■ Texto:
↓↓↓

Opinião

A confissão de António Costa

A confissão de António Costa

Duarte Marques

Ex-deputado do PSD

O principal facto da entrevista de ontem é António Costa confessar que as suas medidas têm sido normalmente ultrapassadas pela realidade. Isto revela que o preconceito ideológico e a falta de preparação coloca em causa o futuro do país. Costa não é um novo candidato a PM, é o governante desde 2015

Numa primeira análise a quente sobre a entrevista de ontem de António Costa ficamos com a sensação que lhe correu bem. Num ambiente mais ou menos controlado e com os temas quentes claramente antecipados, o primeiro-ministro teve sempre resposta na ponta da língua, ora disfarçando a sua responsabilidade com fatores externos à sua governação, ora brincando com as palavras, raramente António Costa não encontrou uma saída hábil para as perguntas mais incómodas.

Aliás, ao longo de quase toda a entrevista ficámos com a sensação de que António Costa era um candidato a primeiro-ministro ou mesmo o líder da oposição. Quem aterrasse agora em Portugal ficaria com a sensação que este António Costa que ontem deu a cara na CCN não tem nada a ver com o atual governante.

O primeiro-ministro voltou a demonstrar aquilo em que é claramente o melhor protagonista que o país já conheceu: a governação de curto prazo orientada para resultados imediatos. António Costa confirmou ontem, mais uma vez, que é o mais brilhante naquilo que a política tem de pior, o malabarismo, as meias verdades e o encantamento dos menos atentos ou menos informados.

↑↑↑

■ Teste de compreensão:
**a.** Segundo o artigo, desde que ano António Costa é o governante?
**b.** Que coisas o artigo enumera como aquilo que a política tem de pior, em que António Costa seria o mais brilhante?
**c.** Reproduza o trecho do artigo que começa com "Numa primeira análise" e segue até "perguntas mais incómodas.".

■ Entradas apresentadas:
↓↓↓

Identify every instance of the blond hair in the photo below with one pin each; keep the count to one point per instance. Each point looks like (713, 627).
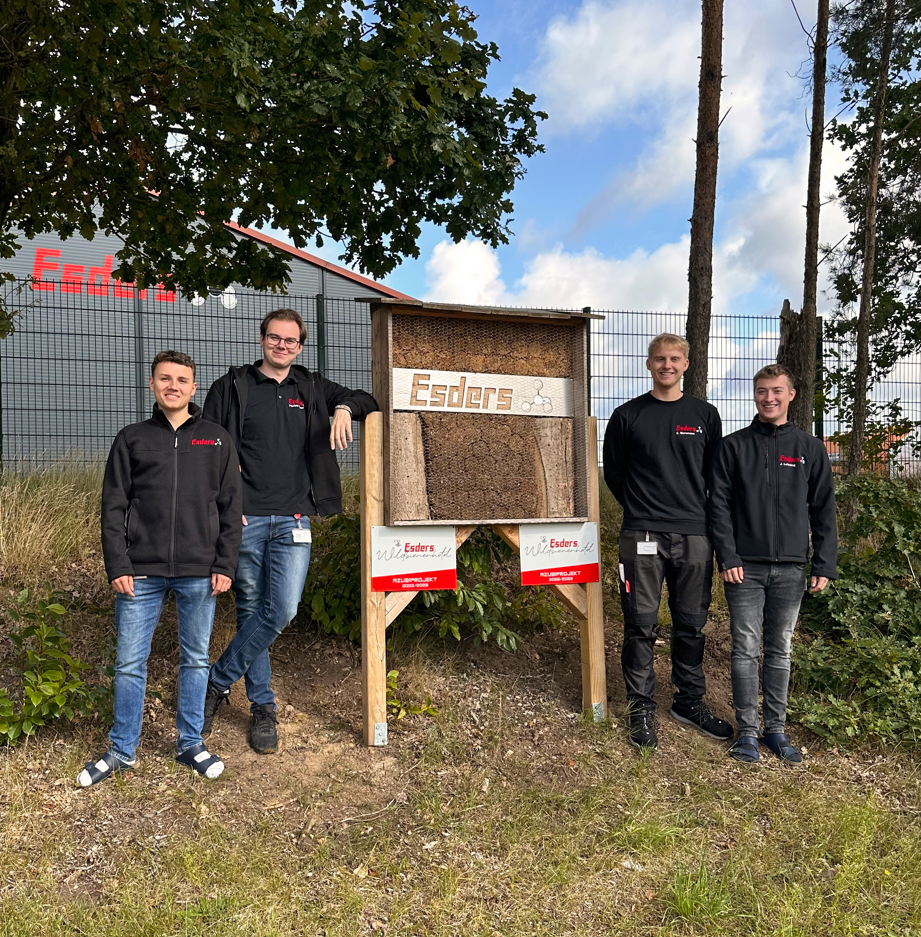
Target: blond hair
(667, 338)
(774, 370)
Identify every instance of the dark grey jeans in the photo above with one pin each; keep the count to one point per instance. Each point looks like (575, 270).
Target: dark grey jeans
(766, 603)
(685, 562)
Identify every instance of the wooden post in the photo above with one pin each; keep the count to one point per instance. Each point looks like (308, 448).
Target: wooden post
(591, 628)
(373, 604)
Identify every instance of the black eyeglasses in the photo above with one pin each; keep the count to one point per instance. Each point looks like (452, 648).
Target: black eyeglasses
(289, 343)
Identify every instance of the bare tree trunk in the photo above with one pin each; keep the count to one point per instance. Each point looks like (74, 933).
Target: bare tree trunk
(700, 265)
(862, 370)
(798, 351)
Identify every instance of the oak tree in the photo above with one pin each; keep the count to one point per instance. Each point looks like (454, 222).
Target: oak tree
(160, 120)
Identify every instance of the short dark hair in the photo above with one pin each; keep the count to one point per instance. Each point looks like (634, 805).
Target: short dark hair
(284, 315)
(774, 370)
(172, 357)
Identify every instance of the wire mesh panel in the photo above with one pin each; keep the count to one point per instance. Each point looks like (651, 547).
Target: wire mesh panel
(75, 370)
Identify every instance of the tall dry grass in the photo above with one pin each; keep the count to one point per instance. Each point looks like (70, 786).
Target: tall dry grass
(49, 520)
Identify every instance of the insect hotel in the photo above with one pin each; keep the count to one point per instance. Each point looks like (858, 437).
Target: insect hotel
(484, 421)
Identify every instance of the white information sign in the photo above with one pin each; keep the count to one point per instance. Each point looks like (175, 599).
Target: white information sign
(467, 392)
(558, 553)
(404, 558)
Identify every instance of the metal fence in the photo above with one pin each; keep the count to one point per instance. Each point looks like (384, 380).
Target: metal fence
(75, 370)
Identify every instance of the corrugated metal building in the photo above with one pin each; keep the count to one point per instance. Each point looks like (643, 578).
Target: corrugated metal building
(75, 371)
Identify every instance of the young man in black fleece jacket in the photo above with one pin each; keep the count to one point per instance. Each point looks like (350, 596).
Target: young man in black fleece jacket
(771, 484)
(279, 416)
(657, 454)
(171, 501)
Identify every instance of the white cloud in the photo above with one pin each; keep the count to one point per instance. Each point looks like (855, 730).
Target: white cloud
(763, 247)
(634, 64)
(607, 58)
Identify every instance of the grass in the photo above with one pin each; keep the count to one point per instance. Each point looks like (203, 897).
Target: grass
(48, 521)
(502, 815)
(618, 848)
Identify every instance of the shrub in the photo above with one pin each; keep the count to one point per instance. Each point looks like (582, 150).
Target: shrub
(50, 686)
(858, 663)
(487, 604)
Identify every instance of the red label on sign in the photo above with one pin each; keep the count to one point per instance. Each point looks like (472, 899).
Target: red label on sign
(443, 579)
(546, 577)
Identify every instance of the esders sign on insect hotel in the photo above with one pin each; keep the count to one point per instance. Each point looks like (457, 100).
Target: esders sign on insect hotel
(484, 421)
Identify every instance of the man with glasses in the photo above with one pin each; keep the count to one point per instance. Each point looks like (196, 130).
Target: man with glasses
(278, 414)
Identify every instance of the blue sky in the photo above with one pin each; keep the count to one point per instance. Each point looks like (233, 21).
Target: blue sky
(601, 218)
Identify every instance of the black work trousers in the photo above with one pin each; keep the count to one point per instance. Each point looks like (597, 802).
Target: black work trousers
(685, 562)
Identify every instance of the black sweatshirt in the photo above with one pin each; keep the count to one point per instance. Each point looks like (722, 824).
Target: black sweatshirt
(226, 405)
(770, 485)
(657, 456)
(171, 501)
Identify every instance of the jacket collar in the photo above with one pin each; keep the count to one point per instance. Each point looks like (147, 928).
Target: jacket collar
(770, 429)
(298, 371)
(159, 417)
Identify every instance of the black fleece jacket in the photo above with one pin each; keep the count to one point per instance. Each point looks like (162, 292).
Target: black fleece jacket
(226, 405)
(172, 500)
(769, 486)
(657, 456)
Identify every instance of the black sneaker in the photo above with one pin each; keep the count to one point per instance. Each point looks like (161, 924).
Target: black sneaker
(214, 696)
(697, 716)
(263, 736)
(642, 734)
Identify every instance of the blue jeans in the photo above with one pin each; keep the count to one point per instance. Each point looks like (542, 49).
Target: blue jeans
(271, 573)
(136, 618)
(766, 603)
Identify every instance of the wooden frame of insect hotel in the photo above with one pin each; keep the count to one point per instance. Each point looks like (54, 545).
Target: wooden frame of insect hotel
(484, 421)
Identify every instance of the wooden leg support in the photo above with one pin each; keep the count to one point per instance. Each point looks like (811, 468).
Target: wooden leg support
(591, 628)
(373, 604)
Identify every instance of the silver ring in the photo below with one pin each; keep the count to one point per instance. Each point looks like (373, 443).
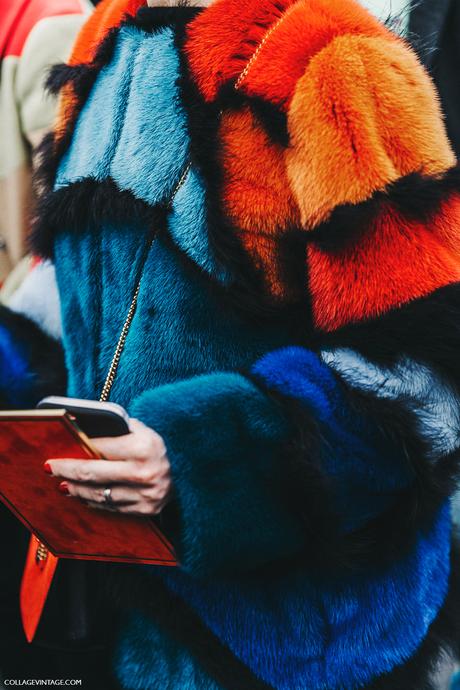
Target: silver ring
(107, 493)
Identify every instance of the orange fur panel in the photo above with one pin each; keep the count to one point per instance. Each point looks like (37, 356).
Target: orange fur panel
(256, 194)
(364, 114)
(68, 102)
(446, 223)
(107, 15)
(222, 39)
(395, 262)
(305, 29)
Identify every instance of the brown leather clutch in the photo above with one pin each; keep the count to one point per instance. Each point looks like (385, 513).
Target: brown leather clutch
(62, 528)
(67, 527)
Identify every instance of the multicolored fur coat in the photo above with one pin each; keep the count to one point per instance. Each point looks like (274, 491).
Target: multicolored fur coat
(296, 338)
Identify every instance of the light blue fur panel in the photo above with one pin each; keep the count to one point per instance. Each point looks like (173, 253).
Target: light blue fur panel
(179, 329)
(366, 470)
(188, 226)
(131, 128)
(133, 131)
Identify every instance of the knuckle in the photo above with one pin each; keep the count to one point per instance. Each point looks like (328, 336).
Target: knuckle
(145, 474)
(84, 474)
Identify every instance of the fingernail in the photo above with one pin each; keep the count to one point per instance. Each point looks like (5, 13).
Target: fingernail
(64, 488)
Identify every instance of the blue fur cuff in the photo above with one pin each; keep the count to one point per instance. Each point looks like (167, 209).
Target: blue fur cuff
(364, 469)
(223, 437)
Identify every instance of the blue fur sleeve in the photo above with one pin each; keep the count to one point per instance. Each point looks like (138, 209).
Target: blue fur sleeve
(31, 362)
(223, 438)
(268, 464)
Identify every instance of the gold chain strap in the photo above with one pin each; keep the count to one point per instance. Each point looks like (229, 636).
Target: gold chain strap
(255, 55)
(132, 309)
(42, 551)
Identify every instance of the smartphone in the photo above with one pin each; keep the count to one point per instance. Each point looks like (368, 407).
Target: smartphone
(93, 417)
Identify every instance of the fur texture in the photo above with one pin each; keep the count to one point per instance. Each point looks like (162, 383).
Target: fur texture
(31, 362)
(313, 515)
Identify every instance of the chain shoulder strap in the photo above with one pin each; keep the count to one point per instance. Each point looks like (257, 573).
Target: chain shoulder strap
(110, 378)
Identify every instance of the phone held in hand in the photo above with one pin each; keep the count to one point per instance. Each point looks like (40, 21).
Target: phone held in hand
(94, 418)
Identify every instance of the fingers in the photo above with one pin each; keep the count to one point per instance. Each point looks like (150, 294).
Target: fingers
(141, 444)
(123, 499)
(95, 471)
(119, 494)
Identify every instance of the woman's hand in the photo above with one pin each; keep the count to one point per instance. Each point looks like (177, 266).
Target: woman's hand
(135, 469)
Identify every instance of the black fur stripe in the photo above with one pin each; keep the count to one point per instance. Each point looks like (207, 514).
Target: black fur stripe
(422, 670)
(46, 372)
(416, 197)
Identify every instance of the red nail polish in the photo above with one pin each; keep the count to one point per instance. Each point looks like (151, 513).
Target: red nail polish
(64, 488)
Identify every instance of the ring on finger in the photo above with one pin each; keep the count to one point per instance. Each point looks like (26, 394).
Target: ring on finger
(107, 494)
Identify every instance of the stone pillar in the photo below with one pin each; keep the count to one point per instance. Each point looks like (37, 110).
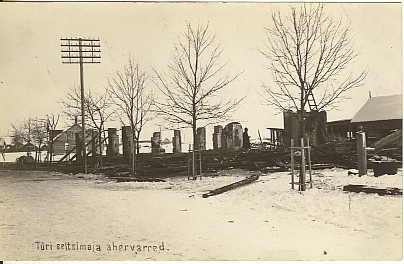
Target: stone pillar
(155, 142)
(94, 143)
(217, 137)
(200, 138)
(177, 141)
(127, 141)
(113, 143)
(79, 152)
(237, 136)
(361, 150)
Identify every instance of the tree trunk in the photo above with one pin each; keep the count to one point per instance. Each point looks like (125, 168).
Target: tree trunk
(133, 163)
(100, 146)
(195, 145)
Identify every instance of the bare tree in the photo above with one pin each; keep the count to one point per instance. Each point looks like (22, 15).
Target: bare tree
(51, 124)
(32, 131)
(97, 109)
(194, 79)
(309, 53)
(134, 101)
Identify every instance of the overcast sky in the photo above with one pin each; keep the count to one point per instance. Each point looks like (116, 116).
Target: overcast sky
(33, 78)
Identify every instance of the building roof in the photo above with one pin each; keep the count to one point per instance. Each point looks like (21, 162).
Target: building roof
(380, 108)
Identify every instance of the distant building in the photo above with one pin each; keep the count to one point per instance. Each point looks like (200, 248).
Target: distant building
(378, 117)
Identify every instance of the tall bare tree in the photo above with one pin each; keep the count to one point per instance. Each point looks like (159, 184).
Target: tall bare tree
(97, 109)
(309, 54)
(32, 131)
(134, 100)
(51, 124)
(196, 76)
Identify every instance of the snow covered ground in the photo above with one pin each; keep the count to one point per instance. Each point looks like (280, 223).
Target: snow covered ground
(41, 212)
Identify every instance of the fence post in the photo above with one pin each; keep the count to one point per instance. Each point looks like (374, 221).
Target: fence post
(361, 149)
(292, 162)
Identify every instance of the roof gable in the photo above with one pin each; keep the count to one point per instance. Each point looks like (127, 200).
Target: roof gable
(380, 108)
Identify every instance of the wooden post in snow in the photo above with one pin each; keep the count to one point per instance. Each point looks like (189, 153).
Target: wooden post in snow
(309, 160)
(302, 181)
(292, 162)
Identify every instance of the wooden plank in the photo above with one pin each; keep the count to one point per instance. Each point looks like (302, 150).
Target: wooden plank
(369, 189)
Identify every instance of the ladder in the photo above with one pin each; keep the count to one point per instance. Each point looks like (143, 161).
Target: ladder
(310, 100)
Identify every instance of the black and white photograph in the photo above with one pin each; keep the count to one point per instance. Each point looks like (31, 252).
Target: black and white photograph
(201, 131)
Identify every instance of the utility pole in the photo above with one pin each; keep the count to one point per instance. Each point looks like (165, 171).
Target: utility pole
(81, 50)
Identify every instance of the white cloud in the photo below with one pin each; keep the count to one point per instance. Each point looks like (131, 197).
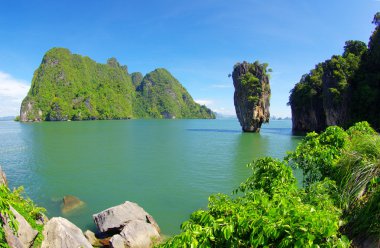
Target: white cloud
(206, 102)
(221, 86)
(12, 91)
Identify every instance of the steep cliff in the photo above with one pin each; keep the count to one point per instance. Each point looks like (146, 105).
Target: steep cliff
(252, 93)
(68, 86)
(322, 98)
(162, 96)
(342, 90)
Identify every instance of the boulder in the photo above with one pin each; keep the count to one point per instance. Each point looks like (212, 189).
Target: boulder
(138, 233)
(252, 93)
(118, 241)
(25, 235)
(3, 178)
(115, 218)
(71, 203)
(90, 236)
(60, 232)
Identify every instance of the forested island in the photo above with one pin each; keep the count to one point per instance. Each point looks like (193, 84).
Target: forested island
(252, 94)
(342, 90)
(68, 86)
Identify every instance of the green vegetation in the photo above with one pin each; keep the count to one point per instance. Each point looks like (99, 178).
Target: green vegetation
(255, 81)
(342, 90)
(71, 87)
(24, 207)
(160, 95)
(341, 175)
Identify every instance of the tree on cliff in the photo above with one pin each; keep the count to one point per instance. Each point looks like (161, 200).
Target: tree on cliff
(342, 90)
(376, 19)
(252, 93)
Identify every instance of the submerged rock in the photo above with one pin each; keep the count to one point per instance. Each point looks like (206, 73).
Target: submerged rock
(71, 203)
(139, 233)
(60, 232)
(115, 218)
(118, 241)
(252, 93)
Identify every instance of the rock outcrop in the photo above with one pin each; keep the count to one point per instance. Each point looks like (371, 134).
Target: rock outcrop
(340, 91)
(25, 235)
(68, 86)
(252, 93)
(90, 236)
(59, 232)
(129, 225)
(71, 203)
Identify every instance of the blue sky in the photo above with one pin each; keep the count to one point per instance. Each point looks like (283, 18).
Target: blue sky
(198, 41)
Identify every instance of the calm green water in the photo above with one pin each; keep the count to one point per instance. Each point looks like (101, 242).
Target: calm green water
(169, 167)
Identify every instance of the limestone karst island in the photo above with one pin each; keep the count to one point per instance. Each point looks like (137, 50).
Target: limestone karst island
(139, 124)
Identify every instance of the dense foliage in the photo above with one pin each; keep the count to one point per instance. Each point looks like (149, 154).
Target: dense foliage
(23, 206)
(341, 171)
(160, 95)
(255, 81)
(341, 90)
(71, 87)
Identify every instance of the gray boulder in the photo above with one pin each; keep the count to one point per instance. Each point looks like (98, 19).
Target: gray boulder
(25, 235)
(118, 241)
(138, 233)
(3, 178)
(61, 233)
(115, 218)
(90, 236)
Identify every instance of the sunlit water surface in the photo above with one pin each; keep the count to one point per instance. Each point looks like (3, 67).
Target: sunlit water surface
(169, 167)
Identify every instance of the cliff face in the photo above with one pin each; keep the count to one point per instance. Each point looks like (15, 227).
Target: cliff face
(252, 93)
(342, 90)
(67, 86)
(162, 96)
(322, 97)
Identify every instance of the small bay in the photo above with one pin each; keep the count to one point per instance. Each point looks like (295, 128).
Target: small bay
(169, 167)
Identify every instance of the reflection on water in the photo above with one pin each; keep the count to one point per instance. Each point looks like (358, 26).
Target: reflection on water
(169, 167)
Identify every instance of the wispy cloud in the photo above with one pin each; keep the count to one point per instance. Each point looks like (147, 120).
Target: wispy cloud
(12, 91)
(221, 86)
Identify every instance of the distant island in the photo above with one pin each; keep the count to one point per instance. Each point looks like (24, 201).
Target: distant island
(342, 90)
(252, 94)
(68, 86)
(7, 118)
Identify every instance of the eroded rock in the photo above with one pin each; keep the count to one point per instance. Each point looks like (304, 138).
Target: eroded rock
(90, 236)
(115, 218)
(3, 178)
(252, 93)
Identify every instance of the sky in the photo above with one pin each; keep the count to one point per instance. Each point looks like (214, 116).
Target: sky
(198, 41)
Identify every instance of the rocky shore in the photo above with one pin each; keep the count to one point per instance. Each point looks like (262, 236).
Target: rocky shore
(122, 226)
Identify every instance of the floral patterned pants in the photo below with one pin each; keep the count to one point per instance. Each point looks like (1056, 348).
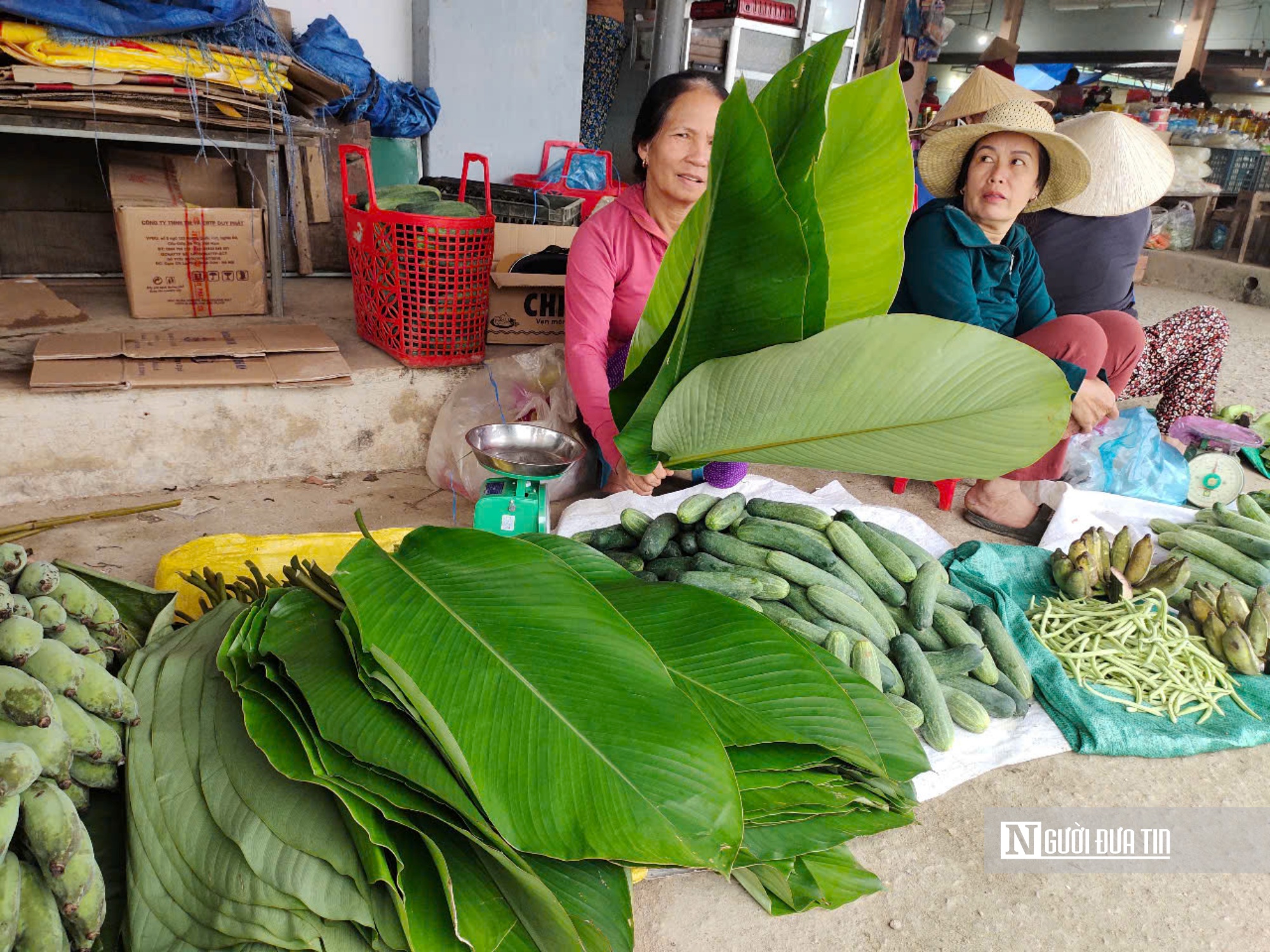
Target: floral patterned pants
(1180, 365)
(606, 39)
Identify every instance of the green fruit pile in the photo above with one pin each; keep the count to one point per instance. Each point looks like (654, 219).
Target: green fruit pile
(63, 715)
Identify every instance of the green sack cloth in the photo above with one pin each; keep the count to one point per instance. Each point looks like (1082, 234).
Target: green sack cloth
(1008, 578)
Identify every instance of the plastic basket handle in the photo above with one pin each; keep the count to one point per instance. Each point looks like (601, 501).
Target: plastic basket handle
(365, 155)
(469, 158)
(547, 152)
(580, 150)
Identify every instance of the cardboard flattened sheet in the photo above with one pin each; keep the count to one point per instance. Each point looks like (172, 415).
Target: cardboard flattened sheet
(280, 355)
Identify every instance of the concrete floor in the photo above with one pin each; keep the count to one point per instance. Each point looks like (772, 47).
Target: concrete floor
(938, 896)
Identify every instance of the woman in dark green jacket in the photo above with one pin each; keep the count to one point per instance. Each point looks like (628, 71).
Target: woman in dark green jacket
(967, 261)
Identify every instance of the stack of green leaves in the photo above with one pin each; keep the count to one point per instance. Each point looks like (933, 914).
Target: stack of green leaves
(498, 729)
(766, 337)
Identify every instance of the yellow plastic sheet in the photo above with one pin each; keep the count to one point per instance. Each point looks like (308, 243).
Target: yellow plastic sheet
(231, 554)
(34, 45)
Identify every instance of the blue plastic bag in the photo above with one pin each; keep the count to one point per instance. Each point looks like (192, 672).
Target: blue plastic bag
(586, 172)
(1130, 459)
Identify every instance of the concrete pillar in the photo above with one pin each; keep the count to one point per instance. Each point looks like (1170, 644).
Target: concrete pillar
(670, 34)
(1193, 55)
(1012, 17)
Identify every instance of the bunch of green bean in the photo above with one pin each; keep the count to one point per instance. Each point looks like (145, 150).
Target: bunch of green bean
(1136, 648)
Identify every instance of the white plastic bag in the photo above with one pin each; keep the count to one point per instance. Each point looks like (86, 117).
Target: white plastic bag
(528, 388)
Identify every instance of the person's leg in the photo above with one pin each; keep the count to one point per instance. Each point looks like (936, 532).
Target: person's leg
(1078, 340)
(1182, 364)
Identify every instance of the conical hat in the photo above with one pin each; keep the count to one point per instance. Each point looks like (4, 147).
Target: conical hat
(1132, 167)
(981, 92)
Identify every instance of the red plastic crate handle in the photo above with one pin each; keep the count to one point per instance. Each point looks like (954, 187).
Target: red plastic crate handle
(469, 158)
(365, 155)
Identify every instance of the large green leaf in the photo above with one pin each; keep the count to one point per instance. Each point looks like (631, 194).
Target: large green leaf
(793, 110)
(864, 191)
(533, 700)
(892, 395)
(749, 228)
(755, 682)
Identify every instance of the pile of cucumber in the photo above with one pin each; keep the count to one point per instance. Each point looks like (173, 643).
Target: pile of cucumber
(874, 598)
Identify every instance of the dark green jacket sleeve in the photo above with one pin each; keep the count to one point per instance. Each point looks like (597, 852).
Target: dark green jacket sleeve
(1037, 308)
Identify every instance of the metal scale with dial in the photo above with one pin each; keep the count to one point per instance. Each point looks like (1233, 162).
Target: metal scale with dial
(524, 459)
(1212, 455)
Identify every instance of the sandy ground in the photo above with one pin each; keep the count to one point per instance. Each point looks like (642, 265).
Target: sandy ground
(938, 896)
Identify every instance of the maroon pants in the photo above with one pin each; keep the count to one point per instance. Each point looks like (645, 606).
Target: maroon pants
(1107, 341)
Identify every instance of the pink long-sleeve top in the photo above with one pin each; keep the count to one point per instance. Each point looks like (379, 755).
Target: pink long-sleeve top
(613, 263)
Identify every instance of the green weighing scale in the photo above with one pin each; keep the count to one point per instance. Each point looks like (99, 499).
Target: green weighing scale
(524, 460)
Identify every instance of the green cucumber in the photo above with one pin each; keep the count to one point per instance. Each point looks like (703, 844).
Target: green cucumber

↑↑↑

■ Soluções do exercício:
**a.** Desde 2015.

**b.** O malabarismo, as meias verdades e o encantamento dos menos atentos ou menos informados.

**c.**
Numa primeira análise a quente sobre a entrevista de ontem de António Costa ficamos com a sensação que lhe correu bem. Num ambiente mais ou menos controlado e com os temas quentes claramente antecipados, o primeiro-ministro teve sempre resposta na ponta da língua, ora disfarçando a sua responsabilidade com fatores externos à sua governação, ora brincando com as palavras, raramente António Costa não encontrou uma saída hábil para as perguntas mais incómodas.